GIVEN INSTRUCTION:
Switch "drop a pin on" to "place a marker on" throughout the items below and reproduce them with every other part unchanged.

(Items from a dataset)
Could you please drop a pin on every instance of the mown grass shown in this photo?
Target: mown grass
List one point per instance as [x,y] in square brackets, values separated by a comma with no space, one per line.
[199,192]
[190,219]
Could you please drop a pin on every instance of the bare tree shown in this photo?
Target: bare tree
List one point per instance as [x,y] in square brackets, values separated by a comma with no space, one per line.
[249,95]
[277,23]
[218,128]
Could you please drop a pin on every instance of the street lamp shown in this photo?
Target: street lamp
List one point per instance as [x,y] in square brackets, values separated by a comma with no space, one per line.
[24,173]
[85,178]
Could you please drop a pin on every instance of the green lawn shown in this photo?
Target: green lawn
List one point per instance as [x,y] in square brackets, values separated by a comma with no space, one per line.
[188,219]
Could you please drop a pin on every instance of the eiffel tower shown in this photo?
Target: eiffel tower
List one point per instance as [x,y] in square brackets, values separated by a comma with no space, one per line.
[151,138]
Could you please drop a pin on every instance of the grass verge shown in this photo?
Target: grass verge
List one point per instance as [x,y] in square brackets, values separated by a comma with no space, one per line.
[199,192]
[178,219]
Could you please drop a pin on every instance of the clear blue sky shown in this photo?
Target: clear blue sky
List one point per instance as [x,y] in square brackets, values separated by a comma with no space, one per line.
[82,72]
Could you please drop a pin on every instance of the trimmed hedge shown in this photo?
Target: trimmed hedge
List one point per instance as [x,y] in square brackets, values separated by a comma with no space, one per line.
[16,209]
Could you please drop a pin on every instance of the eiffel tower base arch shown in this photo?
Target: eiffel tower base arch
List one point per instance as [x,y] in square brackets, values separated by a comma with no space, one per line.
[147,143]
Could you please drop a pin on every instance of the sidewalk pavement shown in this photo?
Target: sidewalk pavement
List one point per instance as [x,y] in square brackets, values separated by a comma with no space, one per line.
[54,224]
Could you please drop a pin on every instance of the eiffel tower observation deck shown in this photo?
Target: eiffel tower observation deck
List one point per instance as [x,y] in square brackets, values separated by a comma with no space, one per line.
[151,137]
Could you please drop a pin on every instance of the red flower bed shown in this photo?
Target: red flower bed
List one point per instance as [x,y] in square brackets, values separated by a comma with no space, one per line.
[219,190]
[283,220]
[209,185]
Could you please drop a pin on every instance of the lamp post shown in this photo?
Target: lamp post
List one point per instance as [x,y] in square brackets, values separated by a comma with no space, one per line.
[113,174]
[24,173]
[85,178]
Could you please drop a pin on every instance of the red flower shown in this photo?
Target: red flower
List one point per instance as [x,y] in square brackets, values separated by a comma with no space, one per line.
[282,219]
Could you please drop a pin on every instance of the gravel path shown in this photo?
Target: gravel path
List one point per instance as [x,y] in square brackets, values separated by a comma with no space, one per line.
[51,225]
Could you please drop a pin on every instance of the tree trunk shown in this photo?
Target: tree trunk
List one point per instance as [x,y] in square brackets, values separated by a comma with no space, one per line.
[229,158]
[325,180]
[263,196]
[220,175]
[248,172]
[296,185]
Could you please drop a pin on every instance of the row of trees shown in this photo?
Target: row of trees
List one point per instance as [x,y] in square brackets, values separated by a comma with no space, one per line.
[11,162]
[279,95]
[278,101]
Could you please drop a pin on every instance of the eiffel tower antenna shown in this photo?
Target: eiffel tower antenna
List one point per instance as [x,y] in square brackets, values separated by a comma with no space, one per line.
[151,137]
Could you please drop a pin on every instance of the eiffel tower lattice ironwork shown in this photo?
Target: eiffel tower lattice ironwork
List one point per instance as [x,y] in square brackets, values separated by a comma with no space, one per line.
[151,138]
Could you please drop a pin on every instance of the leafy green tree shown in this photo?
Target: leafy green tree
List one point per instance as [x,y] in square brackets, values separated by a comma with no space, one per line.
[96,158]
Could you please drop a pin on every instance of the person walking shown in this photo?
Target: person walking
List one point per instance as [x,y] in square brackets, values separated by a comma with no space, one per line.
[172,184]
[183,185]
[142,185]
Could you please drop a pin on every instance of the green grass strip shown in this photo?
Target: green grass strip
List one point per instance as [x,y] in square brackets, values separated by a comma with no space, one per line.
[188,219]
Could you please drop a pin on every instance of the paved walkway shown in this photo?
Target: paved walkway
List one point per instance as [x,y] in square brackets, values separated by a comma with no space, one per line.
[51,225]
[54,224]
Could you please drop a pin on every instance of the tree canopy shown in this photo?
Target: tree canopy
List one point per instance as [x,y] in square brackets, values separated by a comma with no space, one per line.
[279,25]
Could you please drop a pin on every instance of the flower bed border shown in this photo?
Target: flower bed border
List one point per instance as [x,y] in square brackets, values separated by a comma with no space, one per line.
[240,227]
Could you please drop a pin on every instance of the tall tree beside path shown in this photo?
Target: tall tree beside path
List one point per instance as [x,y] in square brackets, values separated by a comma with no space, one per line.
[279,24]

REPLY TO THE EXERCISE:
Could you please place a marker on every instance of the mown grass shown in this photo?
Target: mown grass
List one point per instance as [x,y] in square brackets, values separated by a comma with no space, one per line.
[199,192]
[190,219]
Could you please place a marker on every instance of the bare tree shown in this photo?
Target: bare tree
List one point per instance as [x,y] in square brackets, values separated by a comma with no space, one per line.
[249,95]
[277,23]
[218,128]
Could you please place a marker on every instance of the street lamp shown in this photo?
Target: street lamp
List one point per instance as [x,y] in square brackets, values separated by a comma with no space, one per line.
[24,173]
[85,178]
Could you please place a marker on every instance of the green lawn shown in this photo?
Target: green lawn
List one point per instance as [x,y] in square brackets, values separated by a comma with no space, one per line.
[188,219]
Could you please place a marker on every instance of the eiffel tower shown in this photo?
Target: eiffel tower
List one point per instance as [x,y] in square brackets, values separated by a comma with no space, one per line.
[151,138]
Could you please place a marker on every instance of the grass verge shown in this photo?
Target: grass verge
List one point per instance as [x,y] in square brackets, values separated by a comma with no space, one per line.
[199,192]
[178,219]
Could you please place a marker on every instance of the clear blue sky shown in this photo?
Target: clear blue sky
List one point per instance as [x,y] in square brackets, values separated by a comma with no space, one per line.
[82,72]
Could you please place a marker on every instance of the trimmed hedge shown in this photo?
Target: trimmed hedge
List one point per instance as [x,y] in square brackets, values separated by a comma with no space, one per line.
[16,209]
Could you please place a marker on every instance of the eiffel tower base arch shown in this photo?
Target: eiffel tower base arch
List one point per instance as [x,y] in square brackets, values separated by a comma with no space, one per line.
[147,143]
Could you please place a marker on every instance of the sidewalk pavement shown in this photo?
Target: sidewalk pavement
List one point per instance as [x,y] in square brackets, values separated by a comma with no space, one per line.
[54,224]
Could you please place a marker on every instance of the eiffel tower observation deck shown in this photo?
Target: eiffel tower observation deck
List one point per instance as [x,y] in square brackets, values separated by a comma with no space, one per line.
[151,137]
Could you please place a marker on every instance of the red flower bed shown in this photo?
Target: red flower bed
List one point per instance as [x,y] in square brackets, values separated by a comma with no space, one per line.
[219,190]
[283,220]
[209,185]
Could you please place a marker on every instance of the lamp post shown in this photo?
Target: lamp post
List one point per instance as [x,y] in square brackets, values separated by a comma with no space, one per line.
[113,174]
[24,173]
[85,178]
Could you please place a marker on every instance of the red flower shown in this photo?
Target: red flower
List one point per instance as [x,y] in square brackets, values separated by a comma with no space, one per line.
[282,219]
Could you please place a marker on every instance of the gravel path shown in this photo?
Target: gravel path
List one point per instance as [x,y] in square brackets, values separated by a comma with no space, one per line.
[51,225]
Could you please place a marker on every instance of the tree trunk shown in this photo?
Target: tree trunk
List one point per instance as [x,y] in square brackets, values separated by a comma with no space, one per line.
[229,158]
[325,180]
[263,196]
[220,175]
[248,172]
[296,185]
Could you please place a marker on every instance of the row of trees shown in this photo?
Target: row of trees
List one point per instance as [x,y] in square brackets, values separated by a comma with no space, one per line.
[11,162]
[279,95]
[278,101]
Could you please place a marker on every instance of the eiffel tower antenna shown in this photo?
Target: eiffel tower antenna
List one point per instance as [x,y] in square brackets, values separated by a comma with no space, one per line.
[151,137]
Could you please place a marker on every instance of the eiffel tower lattice ironwork shown in this photo?
Target: eiffel tower lattice ironwork
List one point per instance as [x,y] in square brackets, values separated by a comma with no space, one per line.
[151,138]
Could you please place a marker on every instance of the leafy green tree shown in this photo?
Target: leafy green tree
List one point per instance as [x,y] in square brackets, values separated by a comma with no space, one per line.
[96,158]
Could you please place a marker on every instance of the person walking shown in this photo?
Target: person walking
List one point per instance as [x,y] in square brackets, values separated by a comma with no space, one per line.
[172,184]
[183,185]
[142,185]
Could you please place a marker on every instance of the green grass strip shown in this photo?
Target: green grass strip
List one point per instance as [x,y] in square brackets, values separated by a comma with no space, one per line.
[188,219]
Could you please place a marker on every instance of the paved walkway shown in this photo?
Target: paved walkway
List one point per instance as [x,y] in square brackets, values separated by a comma with no space, one per line.
[51,225]
[54,224]
Could you please place a marker on every instance of the tree canopy shown in this photo?
Target: tree canopy
List one point per instance as [x,y] in square brackets, values separated by a comma with no space, one per line.
[279,25]
Could you please place a marker on every instance of the flower bed border shown in this photo?
Target: flower bed border
List one point per instance as [x,y] in square brackets, values separated by a comma with no space, one per line.
[240,227]
Could you please place a marker on every instance of the tall tree beside path shown in this photo?
Target: tall tree beside path
List one point per instance as [x,y] in square brackets, values separated by a comma with no space, one per line.
[279,24]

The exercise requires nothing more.